- [STATED PROBLEM 1]
From the forum thread about snapbacks and caps below, list every distinct username that appears in a post heading, each once.
- [STATED PROBLEM 2]
Write the next part of the forum thread about snapbacks and caps below, picking up right after its final heading.

- [PAGE]
-- Start --
# Snapbacks / Caps



## Stosta (29/8/16)

I'm seeing a lot of pictures of some really nice caps from Vapecon!

Which of you vendors are hiding these from me?!

Reactions: Like 1 | Funny 1


----------



## Rob Fisher (29/8/16)

What's a Snapback @Stosta?

Reactions: Like 2 | Winner 1 | Funny 2


----------



## Stosta (29/8/16)

That bottom one doesn't do your incredibly handsome face justice @Rob Fisher , should totally throw it away... In my general direction, and I'll throw money in yours!

I call them caps, my little sister keeps on telling me not to be so old, they're snapbacks, but maybe that refers to a particular brand, who knows!

So @Paulie , do you still have some, not sure who Hazeworks is on here, think it's @MarkDBN ? Where did you get the last one from?


----------



## Paulie (29/8/16)

Hey there,

I dont but they will be available soon

Reactions: Like 1


----------



## Rob Fisher (29/8/16)

Stosta said:


> That bottom one doesn't do your incredibly handsome face justice @Rob Fisher , should totally throw it away... In my general direction, and I'll throw money in yours!



The Americans brought a heap of stuff and I got the cap... but I don't want my handsome face not to be done justice to so I will send the cap to you via Badger Couriers!

Reactions: Winner 1 | Funny 1


----------



## Stosta (29/8/16)

Rob Fisher said:


> The Americans brought a heap of stuff and I got the cap... but I don't want my handsome face not to be done justice to so I will send the cape to you via Badger Couriers!




Badger couriers always brings the best stuff!!!!!!!

Reactions: Funny 1


----------



## Stosta (29/8/16)

Paulie said:


> Hey there,
> 
> I dont but they will be available soon


Nice! With the development of a receding hairline, I now consider caps to be really cool fashion accessories!

Reactions: Like 1 | Funny 1


----------



## wiesbang (29/8/16)

OMG that last one!!!!!!

This is why I have major FOMO the caps and tshirts!


----------



## wiesbang (29/8/16)

Stosta said:


> Badger couriers always brings the best stuff!!!!!!!


Which side of the cape you getting? Western? Northen?

If he gets the cape i just want the cap

Reactions: Funny 3


----------



## Rob Fisher (29/8/16)

wiesbang said:


> Which side of the cape you getting? Western? Northen?
> 
> If he gets the cape i just want the cap



Hehehe... Fixed.

Reactions: Like 1 | Winner 1


----------



## Viper_SA (29/8/16)
-- End --
- [MATERIAL PROVIDED]
-- Start --
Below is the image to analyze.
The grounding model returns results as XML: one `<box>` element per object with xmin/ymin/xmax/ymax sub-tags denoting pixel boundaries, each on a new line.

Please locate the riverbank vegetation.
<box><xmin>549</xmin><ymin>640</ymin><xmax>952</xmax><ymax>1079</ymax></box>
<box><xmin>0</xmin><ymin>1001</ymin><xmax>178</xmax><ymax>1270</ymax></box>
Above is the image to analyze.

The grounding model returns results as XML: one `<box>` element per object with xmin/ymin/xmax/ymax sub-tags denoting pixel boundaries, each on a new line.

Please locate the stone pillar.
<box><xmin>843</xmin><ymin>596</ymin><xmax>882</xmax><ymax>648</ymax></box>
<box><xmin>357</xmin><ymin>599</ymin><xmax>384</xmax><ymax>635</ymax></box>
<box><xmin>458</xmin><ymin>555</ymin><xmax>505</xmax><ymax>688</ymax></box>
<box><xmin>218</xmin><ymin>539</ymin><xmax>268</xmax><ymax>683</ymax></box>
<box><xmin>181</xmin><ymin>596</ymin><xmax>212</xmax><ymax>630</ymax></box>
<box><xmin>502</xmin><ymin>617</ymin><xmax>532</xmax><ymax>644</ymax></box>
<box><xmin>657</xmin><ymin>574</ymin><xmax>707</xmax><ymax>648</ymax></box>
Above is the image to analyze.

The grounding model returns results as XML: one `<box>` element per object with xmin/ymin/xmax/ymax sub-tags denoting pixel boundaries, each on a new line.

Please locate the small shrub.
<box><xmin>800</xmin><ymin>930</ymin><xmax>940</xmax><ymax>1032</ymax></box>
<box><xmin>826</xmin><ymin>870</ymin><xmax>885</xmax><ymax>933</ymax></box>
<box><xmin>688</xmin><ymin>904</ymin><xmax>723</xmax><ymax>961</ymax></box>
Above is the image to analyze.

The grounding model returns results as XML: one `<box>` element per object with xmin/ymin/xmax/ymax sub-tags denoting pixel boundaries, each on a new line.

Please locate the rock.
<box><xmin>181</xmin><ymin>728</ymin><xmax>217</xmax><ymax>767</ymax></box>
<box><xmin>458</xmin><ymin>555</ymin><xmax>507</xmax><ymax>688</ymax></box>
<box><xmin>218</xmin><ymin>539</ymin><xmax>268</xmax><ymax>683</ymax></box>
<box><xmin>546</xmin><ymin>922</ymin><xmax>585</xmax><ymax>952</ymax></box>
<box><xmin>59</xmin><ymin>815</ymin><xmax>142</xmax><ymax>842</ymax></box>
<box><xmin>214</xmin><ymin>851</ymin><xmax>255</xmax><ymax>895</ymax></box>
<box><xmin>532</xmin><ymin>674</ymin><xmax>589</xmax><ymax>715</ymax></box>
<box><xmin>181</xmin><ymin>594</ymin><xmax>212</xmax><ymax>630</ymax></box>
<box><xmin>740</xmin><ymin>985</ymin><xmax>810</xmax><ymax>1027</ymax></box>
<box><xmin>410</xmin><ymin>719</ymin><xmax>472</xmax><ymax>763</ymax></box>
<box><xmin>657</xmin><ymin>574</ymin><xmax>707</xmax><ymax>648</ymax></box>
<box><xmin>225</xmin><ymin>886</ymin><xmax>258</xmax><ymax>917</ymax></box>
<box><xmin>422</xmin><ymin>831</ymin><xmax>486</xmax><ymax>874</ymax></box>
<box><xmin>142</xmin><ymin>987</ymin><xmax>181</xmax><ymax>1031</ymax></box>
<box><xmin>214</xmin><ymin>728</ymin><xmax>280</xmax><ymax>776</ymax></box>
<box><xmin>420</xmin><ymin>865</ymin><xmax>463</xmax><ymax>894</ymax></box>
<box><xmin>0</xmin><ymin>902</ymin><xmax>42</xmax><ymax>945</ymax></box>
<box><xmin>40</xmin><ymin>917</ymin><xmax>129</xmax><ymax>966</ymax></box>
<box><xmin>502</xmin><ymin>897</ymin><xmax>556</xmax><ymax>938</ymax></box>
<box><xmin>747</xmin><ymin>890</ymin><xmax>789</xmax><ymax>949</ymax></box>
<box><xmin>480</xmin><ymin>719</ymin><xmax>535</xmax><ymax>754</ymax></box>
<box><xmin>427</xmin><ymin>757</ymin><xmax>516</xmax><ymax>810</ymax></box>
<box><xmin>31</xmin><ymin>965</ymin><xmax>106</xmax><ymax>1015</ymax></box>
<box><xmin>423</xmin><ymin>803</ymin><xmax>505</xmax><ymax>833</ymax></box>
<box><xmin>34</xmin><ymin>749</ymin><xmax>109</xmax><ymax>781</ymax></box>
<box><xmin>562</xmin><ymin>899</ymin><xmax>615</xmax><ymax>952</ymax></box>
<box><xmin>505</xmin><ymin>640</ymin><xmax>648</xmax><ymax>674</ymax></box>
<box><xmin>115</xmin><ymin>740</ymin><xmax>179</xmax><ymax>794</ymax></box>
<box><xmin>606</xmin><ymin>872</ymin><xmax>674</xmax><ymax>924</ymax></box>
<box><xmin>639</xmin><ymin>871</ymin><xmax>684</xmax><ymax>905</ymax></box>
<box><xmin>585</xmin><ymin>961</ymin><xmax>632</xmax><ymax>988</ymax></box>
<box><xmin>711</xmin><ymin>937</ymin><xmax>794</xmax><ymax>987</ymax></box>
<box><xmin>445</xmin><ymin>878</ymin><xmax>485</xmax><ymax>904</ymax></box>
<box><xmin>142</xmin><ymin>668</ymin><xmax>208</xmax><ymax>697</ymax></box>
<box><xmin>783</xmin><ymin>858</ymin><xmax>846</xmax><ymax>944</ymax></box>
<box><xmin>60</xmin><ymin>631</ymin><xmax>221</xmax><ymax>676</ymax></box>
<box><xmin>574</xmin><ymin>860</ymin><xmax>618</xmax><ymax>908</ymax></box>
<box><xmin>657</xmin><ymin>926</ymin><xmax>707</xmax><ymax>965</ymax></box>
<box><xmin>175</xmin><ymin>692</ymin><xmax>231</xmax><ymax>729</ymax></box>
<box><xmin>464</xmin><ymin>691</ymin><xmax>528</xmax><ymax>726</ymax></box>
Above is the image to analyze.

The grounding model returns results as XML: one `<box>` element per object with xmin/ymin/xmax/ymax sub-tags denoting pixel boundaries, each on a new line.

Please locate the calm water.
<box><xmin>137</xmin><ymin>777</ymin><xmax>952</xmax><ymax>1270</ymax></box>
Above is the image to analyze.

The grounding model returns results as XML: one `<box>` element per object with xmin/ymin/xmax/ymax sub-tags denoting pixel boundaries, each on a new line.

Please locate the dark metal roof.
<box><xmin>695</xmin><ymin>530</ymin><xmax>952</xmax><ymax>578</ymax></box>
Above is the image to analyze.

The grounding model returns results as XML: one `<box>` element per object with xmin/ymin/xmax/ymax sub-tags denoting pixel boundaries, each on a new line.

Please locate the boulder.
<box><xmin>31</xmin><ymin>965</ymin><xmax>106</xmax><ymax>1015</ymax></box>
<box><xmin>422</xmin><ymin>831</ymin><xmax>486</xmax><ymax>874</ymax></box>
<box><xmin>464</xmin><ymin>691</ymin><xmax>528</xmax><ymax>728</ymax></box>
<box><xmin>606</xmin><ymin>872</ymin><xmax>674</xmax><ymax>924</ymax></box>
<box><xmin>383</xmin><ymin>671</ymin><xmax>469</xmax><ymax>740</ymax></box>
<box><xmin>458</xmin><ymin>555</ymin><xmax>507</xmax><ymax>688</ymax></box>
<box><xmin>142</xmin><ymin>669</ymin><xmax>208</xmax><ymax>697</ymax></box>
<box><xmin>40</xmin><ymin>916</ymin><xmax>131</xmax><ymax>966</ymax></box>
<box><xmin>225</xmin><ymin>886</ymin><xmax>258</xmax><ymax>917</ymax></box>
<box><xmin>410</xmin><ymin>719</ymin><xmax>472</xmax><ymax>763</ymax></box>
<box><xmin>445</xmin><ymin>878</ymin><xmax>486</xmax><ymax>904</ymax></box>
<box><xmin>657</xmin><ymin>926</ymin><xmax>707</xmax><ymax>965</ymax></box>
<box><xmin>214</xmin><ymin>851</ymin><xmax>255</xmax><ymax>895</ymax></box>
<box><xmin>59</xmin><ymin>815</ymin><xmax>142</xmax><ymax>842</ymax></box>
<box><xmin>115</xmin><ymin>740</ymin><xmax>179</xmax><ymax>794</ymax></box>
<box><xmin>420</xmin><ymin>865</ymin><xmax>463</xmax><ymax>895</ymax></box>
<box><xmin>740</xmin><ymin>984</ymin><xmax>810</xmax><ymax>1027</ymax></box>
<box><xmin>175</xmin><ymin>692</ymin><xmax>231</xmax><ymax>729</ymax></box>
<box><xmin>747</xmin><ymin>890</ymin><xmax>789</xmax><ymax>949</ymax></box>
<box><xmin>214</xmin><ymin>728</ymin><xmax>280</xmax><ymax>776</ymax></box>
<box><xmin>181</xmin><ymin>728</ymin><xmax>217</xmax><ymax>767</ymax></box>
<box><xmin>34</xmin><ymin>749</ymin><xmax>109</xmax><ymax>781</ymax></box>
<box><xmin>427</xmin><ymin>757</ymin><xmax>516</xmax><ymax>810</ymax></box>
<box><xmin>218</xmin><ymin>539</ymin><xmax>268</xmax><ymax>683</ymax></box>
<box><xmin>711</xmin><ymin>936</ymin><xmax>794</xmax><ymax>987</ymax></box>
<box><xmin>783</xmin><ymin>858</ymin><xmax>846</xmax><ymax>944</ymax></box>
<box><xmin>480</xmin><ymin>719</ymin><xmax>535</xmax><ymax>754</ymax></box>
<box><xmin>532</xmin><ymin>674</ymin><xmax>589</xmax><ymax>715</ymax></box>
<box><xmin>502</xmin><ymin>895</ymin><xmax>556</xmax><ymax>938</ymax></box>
-- End --
- [TASK RESULT 1]
Stosta, Rob Fisher, Paulie, wiesbang, Viper_SA

- [TASK RESULT 2]
I believe snapbacks or those awful things that have no shape with flat 'balconies' like most rappers prefer. A cap in my opinion, is meant to looks like the one Murdock wore in the A-Team

Reactions: Like 2 | Agree 2


----------



## wazarmoto (29/8/16)

Viper_SA said:


> I believe snapbacks or those awful things that have no shape with flat 'balconies' like most rappers prefer. A cap in my opinion, is meant to looks like the one Murdock wore in the A-Team


You're not alone on that one. I always bend it on my leg. Make that shape sit.

Reactions: Like 2 | Agree 2


----------



## MarkDBN (30/8/16)

We have a handful left in stock. Drop me a PM

Reactions: Like 1


----------



## Vapington (30/8/16)

Ours will be available soon

Reactions: Like 3


----------



## Tahir_Kai (30/8/16)

Snapbacks are love, snapbacks are life

Reactions: Like 1 | Funny 2


----------



## Stosta (30/8/16)

Tahir_Kai said:


> Snapbacks are love, snapbacks are life



Haha! So you must have died when you saw me stumbling around trying to figure out what a snapback is compared to a cap?!

Thanks @MarkDBN ! PM sent! 

And thanks @Vapington ! Can't wait to see 'em!

Reactions: Like 2


----------



## Cuan (30/8/16)

snapbacks refer to the back. Where it snaps in to place and is not a fitted cap.

Reactions: Agree 1 | Thanks 1


----------



## Maxxis (30/8/16)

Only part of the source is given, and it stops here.